### Challenge
Copy out every item below word for word, but leave the pictures out.
## Start Material to process
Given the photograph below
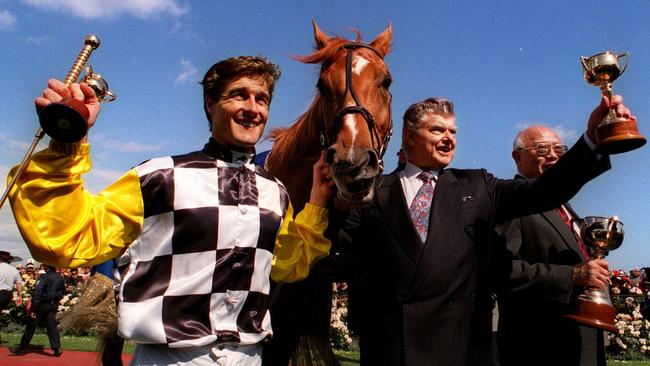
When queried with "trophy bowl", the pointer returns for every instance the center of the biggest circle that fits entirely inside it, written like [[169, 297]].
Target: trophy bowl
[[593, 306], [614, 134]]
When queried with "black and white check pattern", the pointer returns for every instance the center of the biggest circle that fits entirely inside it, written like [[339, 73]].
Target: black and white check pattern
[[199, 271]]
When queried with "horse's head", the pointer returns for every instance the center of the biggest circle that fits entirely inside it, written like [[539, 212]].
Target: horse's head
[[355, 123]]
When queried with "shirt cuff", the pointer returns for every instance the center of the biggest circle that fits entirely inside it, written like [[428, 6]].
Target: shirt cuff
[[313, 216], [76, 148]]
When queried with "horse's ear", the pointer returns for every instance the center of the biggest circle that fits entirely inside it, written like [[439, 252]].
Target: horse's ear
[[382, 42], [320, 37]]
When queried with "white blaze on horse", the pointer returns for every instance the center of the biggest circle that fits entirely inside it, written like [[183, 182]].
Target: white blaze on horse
## End Material to process
### Completed task
Given the photograph below
When queried with "trophy bowl", the pointer returns for every instance the center of the biggest circle that fits entirely inside it, written like [[169, 297]].
Target: trophy bowl
[[593, 306], [614, 134]]
When queried with "black and white check pattern", the pointer returns for every instance the center of the biggest circle that fits entirely inside it, written like [[339, 73]].
Target: black and white check pattern
[[199, 271]]
When queried with "horse's head", the pointer returns for every instance the center of the biggest circle that fits entirely inside it, written like [[539, 212]].
Target: horse's head
[[355, 123]]
When queried with "shirt cuff", the pointer returns for every instance the center of the biggest circle that fits entirely inside it, written like [[428, 6]].
Target: shirt cuff
[[313, 216], [76, 148]]
When queried with "horse's ear", the pointer returns for every instance the center of the biggest circle that fits entirely inside it, written like [[439, 252]].
Target: horse's ear
[[382, 42], [320, 37]]
When queried with "white blaze on horse", the pointer returns for every instance the center of the biggest circle that fits entirely inside it, written like [[183, 182]].
Target: white blaze on horse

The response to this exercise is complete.